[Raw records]
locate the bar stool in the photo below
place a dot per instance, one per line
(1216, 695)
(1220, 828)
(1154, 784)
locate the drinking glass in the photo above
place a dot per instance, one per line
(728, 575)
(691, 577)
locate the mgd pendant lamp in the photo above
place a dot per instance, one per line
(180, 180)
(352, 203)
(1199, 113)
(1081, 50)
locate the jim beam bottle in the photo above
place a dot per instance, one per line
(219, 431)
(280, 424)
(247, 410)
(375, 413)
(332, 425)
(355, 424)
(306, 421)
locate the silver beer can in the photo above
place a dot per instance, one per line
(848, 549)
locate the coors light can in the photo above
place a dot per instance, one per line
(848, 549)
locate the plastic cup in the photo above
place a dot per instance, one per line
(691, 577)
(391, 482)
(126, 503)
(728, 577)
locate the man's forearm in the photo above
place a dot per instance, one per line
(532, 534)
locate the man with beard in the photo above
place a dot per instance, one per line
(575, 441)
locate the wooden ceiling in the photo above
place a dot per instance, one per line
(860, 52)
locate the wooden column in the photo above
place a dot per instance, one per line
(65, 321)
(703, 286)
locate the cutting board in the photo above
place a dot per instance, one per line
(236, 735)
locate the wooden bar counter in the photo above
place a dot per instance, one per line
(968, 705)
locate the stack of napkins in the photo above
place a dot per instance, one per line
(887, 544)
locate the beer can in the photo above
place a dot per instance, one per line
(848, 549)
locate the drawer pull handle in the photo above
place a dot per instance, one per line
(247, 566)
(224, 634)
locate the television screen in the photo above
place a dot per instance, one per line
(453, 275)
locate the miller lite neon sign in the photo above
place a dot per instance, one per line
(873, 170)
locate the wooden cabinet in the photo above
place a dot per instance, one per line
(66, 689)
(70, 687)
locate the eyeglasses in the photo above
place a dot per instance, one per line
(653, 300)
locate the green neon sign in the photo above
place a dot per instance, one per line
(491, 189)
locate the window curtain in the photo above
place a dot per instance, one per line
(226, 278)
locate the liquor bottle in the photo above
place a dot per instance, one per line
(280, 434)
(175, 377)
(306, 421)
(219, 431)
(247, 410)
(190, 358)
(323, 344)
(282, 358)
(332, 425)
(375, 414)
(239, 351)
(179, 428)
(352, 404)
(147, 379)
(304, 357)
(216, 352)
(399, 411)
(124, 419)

- _EXERCISE DETAILS_
Give again only the lines starting at the one that contains "locate the wooden cabinet in the photo above" and running to the end of the data.

- _OUTPUT OF THE TASK_
locate the wooden cabinet in the photo above
place a dot per instance, one per line
(66, 689)
(70, 687)
locate the eyeglasses in the photo above
place a dot per instance, one per line
(653, 300)
locate the green neon sign in the photo above
place a dot per instance, one per line
(491, 189)
locate the window curtain in the photo above
place a dot per instance, one per line
(226, 278)
locate the liquor bottle in the photo above
place a dot per instance, one per line
(280, 434)
(175, 377)
(306, 421)
(219, 431)
(247, 410)
(190, 358)
(323, 344)
(282, 358)
(332, 425)
(375, 414)
(239, 351)
(179, 428)
(352, 404)
(147, 379)
(304, 357)
(216, 352)
(399, 411)
(124, 419)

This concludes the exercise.